Task statement.
Reproduce word for word the passage of the text on Mumia Abu-Jamal's case below, starting at "Our earliest defense" and ending at "trial was violated.".

Text provided.
──────────
Our earliest defense efforts on behalf of Mumia included explaining the numerous legal issues in his case, much of which is recounted by Lindorff and Schiffmann. In early 1989, the PDC produced a legal dossier, “The Case of Mumia Abu-Jamal: A Handbook of Constitutional Violations,” detailing the many ways in which the right to a fair trial was violated.

It is clear that the courts operate by special “Mumia rules” akin to the frame-up methods used to persecute earlier fighters for black rights, labor militants, communists and others deemed “subversive.” In 1990, the U.S. Supreme Court refused to take up the legality of making Mumia’s membership in the Panthers the basis of his death sentence, a clear violation of the First Amendment right to freedom of speech and association. But the court did take up and overturn the death sentence of a member of the Aryan Brotherhood, a racist prison gang, based on the same legal argument! And every court to which it has been presented has refused to consider the Beverly confession and mountains of supporting evidence.

Faulkner was shot early in the morning of 9 December 1981 on the corner of 13th and Locust Streets in Philadelphia’s Center City red-light district. Mumia was critically wounded, shot through the lungs and into the liver. As Mumia has made clear, the cops beat him at the scene and at first planned to take him to police headquarters to finish him off. At the hospital, they tried again to kill him.

To secure Mumia’s conviction, cops and prosecutors coerced witnesses into providing perjured testimony and terrorized others into not testifying at all. The latter included William Singletary, who had told police immediately after the killing that he saw someone other than Mumia shoot Faulkner. Fearing for his life, Singletary left town during the trial.
──────────
Entries shown.
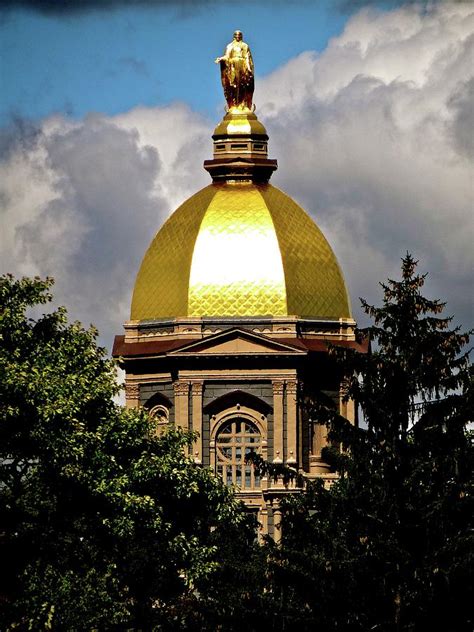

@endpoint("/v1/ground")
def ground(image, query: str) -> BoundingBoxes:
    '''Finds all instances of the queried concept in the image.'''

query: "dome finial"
[216,31,254,112]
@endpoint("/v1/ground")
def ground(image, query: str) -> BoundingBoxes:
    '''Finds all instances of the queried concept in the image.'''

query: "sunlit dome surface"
[131,182,351,320]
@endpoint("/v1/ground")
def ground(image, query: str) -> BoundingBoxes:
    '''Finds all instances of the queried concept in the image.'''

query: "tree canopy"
[0,276,254,630]
[0,255,474,632]
[262,255,474,632]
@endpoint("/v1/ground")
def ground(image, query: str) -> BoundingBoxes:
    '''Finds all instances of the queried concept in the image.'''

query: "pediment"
[169,328,306,356]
──────────
Task answer.
Our earliest defense efforts on behalf of Mumia included explaining the numerous legal issues in his case, much of which is recounted by Lindorff and Schiffmann. In early 1989, the PDC produced a legal dossier, “The Case of Mumia Abu-Jamal: A Handbook of Constitutional Violations,” detailing the many ways in which the right to a fair trial was violated.